::: EXTRAIT PROPOSÉ

Cette cohérence est avant tout topographique et c’est justement une poétique, et une politique, du lieu qui apparaissent ici. A quelques exceptions près, la plupart de ces films sont en effet tournés à Marseille, plus précisément dans le quartier de l’Estaque, qui en est le théâtre des opérations. Mais au sein de cette enclave géographique, les récits de Guédiguian tournent toujours autour de lieux chargés de sens, tels la cimenterie désaffectée de Marius et Jeannette, la villa abandonnée de Ki lo sa, le garage en faillite d’A l’attaque, le cabaret déserté d’A la vie, à la mort etc… Métaphores du monde ouvrier, tout comme lui riches d’une culture et de codes en cours d’obsolescence, ces lieux chargés d’histoire(s) appartiennent au passé, et Guédiguian avec une sensibilité à fleur de peau et une précision d’entomologiste (qualités souvent contradictoires et de ce fait rarement associées chez un même cinéaste), en célèbre à la fois la disparition et la toujours possible renaissance ; tout comme celles d’aventures humaines étrangères à l’uniformisation, à l’insignifiance, à la dégradation de tous les sens aujourd’hui triomphantes. Ses films leur donnent une chance d’être à nouveau des « lieux de vie », c’est-à-dire des endroits où l’amour peut naître, la résistance s’organiser et ainsi une nouvelle histoire prendre racine, à l'opposé des sites artificiels où s'amassent les clones sans mémoire, réifiés et gentils.

::::::

→ **TRAVAIL À FAIRE**
Traduisez en anglais cette phrase de l'extrait sur les films de Guédiguian : « A quelques exceptions près, la plupart de ces films sont en effet tournés à Marseille, plus précisément dans le quartier de l’Estaque, qui en est le théâtre des opérations. »

::: DONNÉES FOURNIES

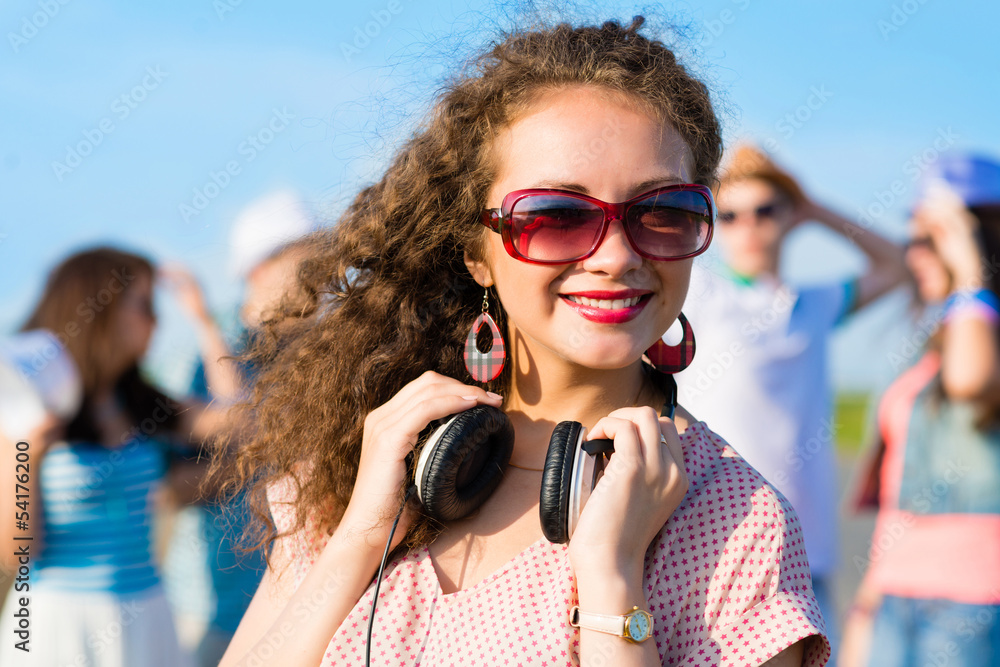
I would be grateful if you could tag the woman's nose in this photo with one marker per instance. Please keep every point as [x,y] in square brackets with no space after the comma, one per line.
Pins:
[615,256]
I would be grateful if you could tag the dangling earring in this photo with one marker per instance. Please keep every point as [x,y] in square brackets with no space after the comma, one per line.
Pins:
[673,358]
[485,366]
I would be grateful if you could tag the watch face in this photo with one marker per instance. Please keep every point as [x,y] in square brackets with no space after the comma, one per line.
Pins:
[639,626]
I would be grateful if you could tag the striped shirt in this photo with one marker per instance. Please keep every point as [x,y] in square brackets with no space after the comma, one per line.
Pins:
[98,509]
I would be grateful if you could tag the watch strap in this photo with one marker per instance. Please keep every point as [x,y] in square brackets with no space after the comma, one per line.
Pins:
[612,625]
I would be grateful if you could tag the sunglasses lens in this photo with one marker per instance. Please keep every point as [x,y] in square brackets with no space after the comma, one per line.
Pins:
[671,224]
[555,228]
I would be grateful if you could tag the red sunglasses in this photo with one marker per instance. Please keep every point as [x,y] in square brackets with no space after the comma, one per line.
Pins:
[558,227]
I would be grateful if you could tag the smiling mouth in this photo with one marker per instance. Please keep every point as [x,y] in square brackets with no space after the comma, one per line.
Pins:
[605,304]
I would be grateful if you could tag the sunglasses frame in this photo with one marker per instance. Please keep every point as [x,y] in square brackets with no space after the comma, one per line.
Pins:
[499,220]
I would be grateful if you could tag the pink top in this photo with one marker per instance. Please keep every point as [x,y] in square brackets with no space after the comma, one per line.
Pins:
[931,556]
[727,583]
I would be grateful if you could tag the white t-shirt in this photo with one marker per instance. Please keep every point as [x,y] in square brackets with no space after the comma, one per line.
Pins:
[760,380]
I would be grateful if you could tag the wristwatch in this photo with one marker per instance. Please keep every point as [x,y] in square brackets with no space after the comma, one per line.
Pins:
[635,626]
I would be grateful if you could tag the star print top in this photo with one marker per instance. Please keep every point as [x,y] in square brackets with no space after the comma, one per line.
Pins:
[727,582]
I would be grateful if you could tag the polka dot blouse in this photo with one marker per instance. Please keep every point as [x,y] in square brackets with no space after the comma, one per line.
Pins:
[727,582]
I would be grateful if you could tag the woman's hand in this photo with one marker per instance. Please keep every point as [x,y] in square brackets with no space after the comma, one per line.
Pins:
[642,486]
[185,288]
[390,433]
[952,228]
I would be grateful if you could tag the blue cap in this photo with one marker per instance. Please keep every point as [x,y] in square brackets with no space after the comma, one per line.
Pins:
[974,178]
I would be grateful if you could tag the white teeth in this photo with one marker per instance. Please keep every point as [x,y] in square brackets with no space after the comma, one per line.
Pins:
[605,304]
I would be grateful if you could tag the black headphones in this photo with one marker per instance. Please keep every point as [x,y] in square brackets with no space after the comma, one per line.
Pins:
[463,460]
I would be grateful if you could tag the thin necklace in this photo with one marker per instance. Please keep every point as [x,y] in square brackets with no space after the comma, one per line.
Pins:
[635,402]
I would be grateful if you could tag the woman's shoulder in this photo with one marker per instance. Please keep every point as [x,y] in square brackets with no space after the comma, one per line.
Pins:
[735,546]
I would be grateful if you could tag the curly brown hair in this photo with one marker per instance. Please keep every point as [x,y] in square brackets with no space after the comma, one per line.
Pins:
[387,295]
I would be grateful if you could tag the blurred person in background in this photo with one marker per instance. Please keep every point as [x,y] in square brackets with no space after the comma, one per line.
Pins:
[95,593]
[206,542]
[760,375]
[931,594]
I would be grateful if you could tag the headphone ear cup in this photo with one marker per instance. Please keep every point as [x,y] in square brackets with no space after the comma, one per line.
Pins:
[557,476]
[463,462]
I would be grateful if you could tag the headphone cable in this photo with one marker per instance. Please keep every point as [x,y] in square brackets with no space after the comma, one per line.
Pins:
[378,577]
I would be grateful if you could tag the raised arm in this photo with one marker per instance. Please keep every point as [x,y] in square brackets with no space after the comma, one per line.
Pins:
[293,628]
[886,265]
[970,360]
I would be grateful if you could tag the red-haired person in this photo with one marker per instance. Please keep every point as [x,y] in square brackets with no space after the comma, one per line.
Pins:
[511,215]
[761,375]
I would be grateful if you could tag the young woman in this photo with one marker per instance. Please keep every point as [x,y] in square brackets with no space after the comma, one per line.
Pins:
[761,377]
[932,589]
[580,288]
[95,595]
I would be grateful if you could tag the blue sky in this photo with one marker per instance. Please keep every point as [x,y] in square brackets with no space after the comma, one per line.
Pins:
[851,95]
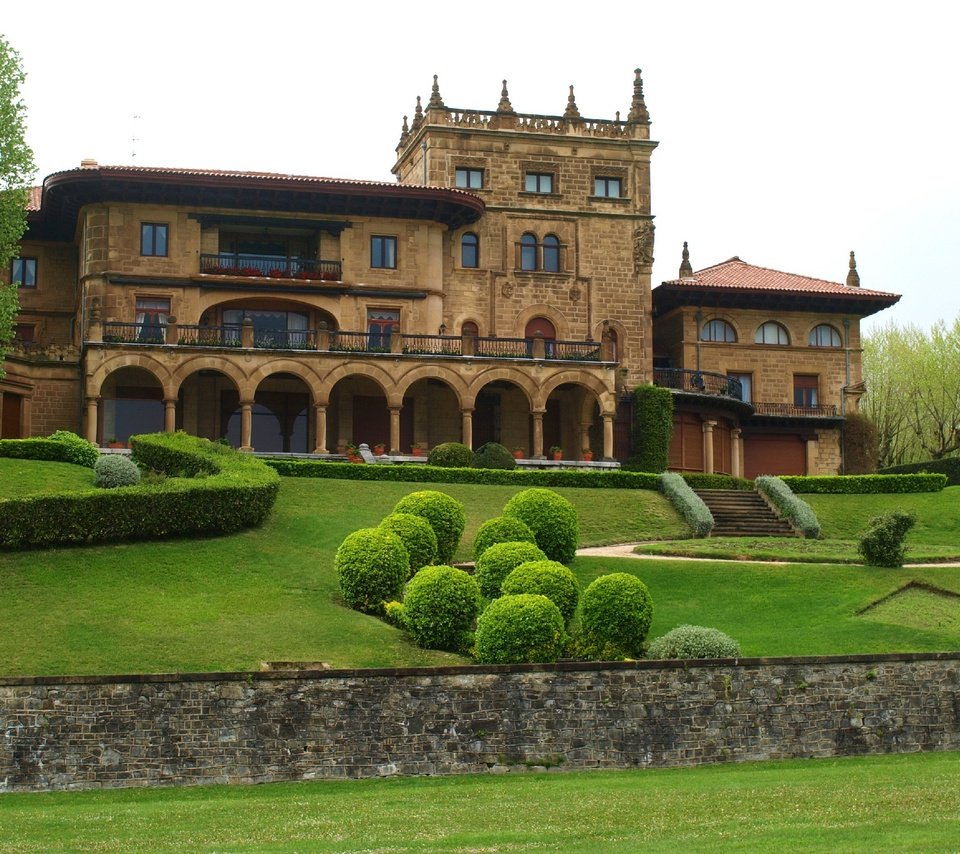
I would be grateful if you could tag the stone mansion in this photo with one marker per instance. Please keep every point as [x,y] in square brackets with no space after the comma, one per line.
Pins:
[499,290]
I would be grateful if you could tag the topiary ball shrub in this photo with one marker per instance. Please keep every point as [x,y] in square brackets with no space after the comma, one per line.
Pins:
[550,579]
[499,560]
[517,629]
[451,455]
[693,642]
[80,452]
[113,470]
[552,519]
[417,537]
[882,544]
[445,515]
[493,455]
[615,614]
[372,565]
[439,607]
[502,529]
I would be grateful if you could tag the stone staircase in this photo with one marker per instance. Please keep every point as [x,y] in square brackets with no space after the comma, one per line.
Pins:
[743,514]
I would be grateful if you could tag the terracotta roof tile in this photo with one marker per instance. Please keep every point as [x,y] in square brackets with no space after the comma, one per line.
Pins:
[736,274]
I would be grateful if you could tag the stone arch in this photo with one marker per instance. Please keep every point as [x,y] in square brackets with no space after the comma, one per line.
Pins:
[552,313]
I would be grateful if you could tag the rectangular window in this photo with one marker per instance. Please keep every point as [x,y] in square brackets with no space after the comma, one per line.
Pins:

::::::

→ **RÉPONSE COMPLÈTE**
With a few exceptions, most of these films are in fact shot in Marseille, more precisely in the Estaque district, which is their theater of operations.